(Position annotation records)

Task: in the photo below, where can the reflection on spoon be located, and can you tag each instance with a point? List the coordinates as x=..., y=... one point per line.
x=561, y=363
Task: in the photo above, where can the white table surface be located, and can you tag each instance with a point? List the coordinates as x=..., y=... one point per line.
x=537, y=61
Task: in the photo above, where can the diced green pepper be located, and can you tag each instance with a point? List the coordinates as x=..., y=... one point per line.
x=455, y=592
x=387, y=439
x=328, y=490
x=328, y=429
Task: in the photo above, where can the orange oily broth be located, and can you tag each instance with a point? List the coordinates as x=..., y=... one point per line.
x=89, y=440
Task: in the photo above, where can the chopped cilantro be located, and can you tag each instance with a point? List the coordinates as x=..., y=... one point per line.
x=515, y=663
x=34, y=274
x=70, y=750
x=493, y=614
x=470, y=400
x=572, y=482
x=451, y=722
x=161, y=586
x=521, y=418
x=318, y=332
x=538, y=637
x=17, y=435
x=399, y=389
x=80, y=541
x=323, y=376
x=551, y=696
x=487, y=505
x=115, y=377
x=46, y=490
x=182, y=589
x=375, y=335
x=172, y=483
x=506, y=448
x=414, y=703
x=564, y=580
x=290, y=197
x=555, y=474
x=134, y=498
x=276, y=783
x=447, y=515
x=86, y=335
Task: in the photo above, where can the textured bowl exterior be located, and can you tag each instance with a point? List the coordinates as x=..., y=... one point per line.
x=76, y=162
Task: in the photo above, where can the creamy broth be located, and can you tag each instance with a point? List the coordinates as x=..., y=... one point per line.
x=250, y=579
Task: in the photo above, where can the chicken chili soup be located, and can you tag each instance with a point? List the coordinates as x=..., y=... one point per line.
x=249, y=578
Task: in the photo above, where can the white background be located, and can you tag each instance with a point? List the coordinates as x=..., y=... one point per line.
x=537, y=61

==

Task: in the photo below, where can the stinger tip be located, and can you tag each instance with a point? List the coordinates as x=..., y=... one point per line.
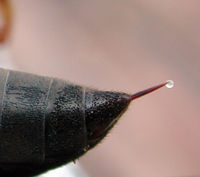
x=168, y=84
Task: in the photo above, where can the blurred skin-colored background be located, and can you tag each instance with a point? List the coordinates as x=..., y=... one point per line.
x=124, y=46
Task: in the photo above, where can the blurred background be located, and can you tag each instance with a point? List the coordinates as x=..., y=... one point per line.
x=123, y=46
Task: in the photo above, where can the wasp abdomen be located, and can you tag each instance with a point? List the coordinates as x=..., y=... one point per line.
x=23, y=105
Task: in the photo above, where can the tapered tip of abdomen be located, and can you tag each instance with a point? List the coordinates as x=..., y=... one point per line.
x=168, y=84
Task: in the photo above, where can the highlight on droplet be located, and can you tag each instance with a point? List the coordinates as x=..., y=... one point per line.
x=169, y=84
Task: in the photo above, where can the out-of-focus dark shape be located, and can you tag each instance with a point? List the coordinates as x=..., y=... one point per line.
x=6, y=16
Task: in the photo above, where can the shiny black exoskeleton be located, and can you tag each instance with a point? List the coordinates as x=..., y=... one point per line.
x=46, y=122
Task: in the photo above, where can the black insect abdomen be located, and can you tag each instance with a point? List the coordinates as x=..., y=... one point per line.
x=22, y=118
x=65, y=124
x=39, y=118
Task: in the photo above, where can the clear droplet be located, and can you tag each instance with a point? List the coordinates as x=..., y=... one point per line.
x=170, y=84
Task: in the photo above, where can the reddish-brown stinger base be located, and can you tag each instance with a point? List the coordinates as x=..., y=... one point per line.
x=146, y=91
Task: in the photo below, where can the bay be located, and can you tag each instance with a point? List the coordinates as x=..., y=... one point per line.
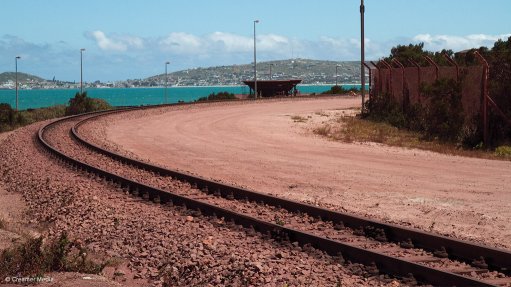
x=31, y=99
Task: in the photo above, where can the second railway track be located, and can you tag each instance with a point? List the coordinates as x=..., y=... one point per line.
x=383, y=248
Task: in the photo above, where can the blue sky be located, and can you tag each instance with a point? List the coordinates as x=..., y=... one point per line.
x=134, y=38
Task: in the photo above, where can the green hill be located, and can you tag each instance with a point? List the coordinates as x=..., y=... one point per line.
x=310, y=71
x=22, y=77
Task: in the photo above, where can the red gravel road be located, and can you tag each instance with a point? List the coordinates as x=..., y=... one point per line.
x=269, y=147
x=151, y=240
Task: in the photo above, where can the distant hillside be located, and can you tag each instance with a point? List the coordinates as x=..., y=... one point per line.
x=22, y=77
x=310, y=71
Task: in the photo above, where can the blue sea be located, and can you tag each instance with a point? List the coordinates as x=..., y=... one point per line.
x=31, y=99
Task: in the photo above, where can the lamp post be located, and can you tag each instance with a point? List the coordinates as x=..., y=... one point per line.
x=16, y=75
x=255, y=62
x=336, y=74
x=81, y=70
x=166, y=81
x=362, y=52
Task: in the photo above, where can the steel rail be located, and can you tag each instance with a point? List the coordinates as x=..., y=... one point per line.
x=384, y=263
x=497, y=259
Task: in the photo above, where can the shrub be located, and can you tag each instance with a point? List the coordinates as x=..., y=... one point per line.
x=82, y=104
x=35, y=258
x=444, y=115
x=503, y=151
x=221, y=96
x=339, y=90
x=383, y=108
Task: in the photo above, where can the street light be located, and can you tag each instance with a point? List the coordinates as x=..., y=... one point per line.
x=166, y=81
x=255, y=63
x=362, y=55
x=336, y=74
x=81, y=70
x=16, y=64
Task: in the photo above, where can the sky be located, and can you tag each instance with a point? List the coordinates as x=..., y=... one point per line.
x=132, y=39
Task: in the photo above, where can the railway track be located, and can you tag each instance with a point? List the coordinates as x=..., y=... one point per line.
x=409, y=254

--

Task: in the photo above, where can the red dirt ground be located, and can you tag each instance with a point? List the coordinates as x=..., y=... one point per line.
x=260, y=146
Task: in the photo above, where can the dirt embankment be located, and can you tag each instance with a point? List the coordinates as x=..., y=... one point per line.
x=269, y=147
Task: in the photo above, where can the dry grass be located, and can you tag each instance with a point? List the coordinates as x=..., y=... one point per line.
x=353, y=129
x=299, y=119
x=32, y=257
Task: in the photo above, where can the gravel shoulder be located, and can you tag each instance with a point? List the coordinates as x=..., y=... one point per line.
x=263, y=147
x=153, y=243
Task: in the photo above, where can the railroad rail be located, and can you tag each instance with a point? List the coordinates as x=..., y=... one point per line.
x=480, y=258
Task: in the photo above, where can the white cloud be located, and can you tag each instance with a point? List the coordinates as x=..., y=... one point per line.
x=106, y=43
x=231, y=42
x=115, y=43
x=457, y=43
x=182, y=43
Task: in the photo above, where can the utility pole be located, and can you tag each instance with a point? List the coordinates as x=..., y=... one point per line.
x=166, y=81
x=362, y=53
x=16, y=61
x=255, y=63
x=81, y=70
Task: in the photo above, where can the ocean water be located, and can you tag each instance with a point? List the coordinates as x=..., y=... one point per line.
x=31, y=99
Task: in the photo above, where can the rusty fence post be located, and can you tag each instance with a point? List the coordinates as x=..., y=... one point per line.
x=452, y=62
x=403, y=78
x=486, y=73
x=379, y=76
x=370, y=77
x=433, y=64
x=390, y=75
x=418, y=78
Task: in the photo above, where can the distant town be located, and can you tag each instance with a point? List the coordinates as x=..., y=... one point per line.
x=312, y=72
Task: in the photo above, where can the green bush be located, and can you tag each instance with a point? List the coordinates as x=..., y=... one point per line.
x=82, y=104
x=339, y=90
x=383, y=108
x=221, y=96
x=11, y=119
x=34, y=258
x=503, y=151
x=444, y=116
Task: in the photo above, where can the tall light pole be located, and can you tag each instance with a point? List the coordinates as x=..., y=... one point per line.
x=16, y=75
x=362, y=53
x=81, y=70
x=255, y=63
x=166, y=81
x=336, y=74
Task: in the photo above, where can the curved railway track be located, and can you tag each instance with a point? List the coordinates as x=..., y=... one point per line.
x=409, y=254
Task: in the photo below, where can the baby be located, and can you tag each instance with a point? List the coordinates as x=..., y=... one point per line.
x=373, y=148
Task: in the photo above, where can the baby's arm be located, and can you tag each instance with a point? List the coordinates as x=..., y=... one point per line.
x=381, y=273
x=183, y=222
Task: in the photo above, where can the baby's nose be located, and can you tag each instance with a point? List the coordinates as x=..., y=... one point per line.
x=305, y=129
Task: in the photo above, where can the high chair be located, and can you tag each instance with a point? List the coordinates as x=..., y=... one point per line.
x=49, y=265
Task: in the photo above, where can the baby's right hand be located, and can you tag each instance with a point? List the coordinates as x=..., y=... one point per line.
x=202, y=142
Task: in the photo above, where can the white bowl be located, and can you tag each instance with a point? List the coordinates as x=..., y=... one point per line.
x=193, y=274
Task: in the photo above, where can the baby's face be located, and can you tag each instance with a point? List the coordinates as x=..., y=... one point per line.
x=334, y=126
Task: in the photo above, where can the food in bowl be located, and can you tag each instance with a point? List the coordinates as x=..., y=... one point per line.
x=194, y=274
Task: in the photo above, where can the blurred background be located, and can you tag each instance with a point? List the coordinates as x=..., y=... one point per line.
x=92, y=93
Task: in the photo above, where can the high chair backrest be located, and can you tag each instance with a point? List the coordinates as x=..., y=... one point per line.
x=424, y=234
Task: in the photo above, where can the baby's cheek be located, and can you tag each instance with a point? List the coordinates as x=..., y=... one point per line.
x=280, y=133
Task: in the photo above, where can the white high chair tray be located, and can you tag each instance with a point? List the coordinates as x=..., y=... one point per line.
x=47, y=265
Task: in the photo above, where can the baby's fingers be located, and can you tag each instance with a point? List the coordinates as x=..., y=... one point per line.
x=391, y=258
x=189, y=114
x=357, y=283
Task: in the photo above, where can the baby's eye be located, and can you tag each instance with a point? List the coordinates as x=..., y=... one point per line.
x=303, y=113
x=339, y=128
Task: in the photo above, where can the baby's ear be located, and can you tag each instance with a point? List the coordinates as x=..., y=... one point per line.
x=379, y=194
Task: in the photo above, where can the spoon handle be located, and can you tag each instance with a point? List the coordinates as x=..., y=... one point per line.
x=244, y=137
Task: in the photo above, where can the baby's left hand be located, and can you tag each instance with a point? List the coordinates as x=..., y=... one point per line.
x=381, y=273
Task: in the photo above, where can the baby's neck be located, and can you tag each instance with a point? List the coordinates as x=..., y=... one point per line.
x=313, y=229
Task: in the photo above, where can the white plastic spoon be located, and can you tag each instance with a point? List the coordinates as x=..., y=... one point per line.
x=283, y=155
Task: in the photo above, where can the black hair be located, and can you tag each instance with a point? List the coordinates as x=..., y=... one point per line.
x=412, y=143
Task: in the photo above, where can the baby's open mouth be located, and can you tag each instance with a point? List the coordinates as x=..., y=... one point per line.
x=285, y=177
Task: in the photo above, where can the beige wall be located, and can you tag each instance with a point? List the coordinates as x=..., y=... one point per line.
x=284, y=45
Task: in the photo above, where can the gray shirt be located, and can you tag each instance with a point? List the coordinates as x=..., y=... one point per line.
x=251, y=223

| Written instruction |
Revise the records from the line with "Task: in the photo above, where can the dry" up to and including the line with "x=32, y=257" by replacing "dry grass" with "withered grass" and keeping everything else the same. Return only those lines.

| Written solution |
Task: in the photo above, where can the withered grass be located, and can you tag each instance with a point? List the coordinates as x=..., y=... one point per line.
x=353, y=129
x=299, y=119
x=32, y=257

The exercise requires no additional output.